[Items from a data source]
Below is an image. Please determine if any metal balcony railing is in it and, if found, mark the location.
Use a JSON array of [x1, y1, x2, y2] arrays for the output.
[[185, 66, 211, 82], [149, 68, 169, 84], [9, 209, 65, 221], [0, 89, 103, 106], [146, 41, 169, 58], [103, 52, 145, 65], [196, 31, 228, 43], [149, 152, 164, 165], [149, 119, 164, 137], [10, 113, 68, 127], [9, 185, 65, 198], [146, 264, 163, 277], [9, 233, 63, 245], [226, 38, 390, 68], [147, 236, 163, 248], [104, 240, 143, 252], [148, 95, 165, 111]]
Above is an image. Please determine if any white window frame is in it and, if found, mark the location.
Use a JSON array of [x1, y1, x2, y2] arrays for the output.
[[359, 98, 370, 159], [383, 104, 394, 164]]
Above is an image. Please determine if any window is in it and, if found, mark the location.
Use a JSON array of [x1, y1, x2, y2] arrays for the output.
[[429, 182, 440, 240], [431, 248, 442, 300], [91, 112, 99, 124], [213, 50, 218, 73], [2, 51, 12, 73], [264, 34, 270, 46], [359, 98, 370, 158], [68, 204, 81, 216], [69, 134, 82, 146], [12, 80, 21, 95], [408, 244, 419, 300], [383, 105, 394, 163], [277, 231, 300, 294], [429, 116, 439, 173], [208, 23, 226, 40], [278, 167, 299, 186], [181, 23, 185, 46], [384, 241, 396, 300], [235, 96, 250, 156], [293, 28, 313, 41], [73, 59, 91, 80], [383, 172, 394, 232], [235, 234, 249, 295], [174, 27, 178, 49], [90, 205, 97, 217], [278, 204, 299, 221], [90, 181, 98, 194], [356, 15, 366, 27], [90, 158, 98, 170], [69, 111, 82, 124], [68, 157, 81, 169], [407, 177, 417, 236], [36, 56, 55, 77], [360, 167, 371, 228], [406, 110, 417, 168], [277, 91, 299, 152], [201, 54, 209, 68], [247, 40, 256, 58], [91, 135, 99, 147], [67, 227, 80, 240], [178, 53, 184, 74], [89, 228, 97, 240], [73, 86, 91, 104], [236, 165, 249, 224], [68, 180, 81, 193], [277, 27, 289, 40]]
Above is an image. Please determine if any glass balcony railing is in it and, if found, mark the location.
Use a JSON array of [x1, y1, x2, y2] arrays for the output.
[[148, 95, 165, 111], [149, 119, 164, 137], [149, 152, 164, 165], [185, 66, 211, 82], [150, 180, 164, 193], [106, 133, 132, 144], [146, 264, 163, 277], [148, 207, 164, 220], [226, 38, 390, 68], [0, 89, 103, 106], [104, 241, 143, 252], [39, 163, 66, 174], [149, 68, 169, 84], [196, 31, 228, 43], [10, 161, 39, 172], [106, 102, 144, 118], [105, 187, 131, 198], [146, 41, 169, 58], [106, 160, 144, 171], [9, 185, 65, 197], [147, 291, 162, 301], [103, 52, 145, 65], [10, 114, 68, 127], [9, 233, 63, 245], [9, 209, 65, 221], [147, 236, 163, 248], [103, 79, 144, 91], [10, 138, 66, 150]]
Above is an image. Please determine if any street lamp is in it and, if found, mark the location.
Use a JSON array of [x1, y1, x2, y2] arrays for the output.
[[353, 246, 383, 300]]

• Assignment: All records above need to be set down again exactly as written.

• Written solution:
Below is an image. Please determine if any metal balcony railing is in it and, if found, mark the location.
Use a JSON array of [x1, y1, x2, y2] arrays for the output.
[[185, 66, 211, 82], [149, 68, 169, 84], [9, 209, 65, 221], [0, 89, 103, 106], [146, 41, 169, 58], [103, 52, 145, 65], [196, 31, 228, 43], [149, 152, 164, 165], [149, 119, 164, 137], [10, 113, 68, 127], [9, 185, 65, 198], [146, 264, 163, 277], [9, 233, 63, 245], [226, 38, 390, 68], [147, 236, 163, 248], [104, 240, 143, 252], [148, 95, 165, 111]]
Above is an image. Please determine if any white window frame is in it and, if found, mark the location.
Use a JSON array of [x1, y1, x2, y2] arrays for the output.
[[359, 98, 370, 159], [383, 104, 394, 164]]
Above is an image. Please determine if any window is in it and, if found, mark the location.
Use a JSON array of [x1, y1, x2, y2] arrays for the output.
[[429, 182, 440, 240], [431, 248, 442, 300], [91, 112, 99, 124], [213, 50, 218, 73], [2, 51, 12, 73], [264, 34, 270, 46], [359, 98, 370, 158], [68, 204, 81, 216], [69, 134, 82, 146], [12, 80, 21, 95], [408, 244, 419, 300], [383, 105, 394, 163], [277, 231, 300, 294], [429, 116, 439, 173], [208, 23, 226, 40], [278, 167, 299, 186], [181, 23, 185, 46], [384, 241, 396, 300], [235, 96, 250, 156], [293, 28, 313, 41], [73, 59, 91, 80], [383, 172, 394, 232], [235, 234, 249, 295], [174, 27, 178, 49], [90, 205, 97, 217], [278, 204, 299, 221], [90, 181, 98, 194], [356, 15, 366, 27], [90, 158, 98, 170], [69, 111, 82, 124], [68, 157, 81, 169], [407, 177, 417, 236], [36, 56, 55, 77], [360, 167, 371, 228], [406, 110, 417, 168], [277, 91, 299, 152], [201, 54, 209, 68], [247, 40, 256, 58], [91, 135, 99, 147], [67, 227, 80, 240], [178, 53, 184, 74], [89, 228, 97, 240], [73, 86, 91, 104], [236, 165, 249, 224], [68, 180, 81, 193], [277, 27, 289, 40]]
Above is an image. Please determine if any glass balcony railing is in it and, if found, mark the location.
Use a JSON array of [x1, y1, x2, y2] arrays for the output.
[[148, 95, 165, 111], [149, 119, 164, 137], [149, 152, 164, 165], [185, 66, 211, 82], [150, 180, 164, 193], [106, 133, 132, 144], [146, 264, 163, 277], [148, 207, 164, 220], [226, 38, 390, 68], [0, 89, 103, 106], [104, 241, 143, 252], [39, 163, 66, 174], [149, 68, 169, 84], [196, 31, 228, 43], [10, 161, 39, 172], [106, 102, 144, 118], [105, 187, 131, 198], [146, 41, 169, 58], [106, 160, 144, 171], [9, 185, 65, 197], [147, 291, 162, 301], [103, 52, 145, 65], [10, 114, 68, 127], [9, 233, 63, 245], [9, 209, 65, 221], [147, 236, 163, 248], [103, 79, 144, 91], [10, 138, 66, 150]]
Above is an image. Please determine if any street lamp is in it and, if found, mark the location.
Use a JSON array of [x1, y1, x2, y2] arrays for the output.
[[353, 246, 383, 300]]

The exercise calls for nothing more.